• [CHALLENGE] Find every line below that has "tree" in it and copy each one out.

• [RECORD SET]
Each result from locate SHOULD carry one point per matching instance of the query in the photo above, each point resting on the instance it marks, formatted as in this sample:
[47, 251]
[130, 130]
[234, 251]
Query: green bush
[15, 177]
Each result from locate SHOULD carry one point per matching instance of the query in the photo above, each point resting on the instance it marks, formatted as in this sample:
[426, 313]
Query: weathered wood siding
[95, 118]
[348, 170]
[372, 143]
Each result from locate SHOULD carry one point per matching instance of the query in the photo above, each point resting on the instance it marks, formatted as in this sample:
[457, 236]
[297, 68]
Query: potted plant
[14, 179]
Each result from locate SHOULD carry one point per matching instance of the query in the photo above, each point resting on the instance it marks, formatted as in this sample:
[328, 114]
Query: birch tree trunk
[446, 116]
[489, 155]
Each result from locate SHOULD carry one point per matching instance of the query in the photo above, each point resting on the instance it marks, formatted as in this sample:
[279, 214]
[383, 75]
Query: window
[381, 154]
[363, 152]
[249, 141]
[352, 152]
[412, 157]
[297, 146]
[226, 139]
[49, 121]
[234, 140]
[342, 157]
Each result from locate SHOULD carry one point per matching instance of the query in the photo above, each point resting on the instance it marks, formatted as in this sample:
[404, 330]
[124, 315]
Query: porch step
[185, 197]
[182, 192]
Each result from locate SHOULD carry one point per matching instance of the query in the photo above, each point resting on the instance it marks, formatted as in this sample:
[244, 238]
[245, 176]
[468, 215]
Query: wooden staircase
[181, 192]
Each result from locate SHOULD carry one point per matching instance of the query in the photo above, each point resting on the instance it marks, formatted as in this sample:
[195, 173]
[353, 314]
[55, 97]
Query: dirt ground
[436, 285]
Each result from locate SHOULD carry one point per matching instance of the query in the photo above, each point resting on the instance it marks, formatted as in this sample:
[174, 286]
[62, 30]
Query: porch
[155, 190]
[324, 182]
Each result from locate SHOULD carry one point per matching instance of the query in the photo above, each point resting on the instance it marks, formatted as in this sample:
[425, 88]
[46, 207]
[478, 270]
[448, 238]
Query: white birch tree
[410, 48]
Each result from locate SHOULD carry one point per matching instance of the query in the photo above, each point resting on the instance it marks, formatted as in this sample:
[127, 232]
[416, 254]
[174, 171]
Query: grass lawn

• [ANSWER TO THIS EXERCISE]
Query: birch tree trunk
Query: white birch tree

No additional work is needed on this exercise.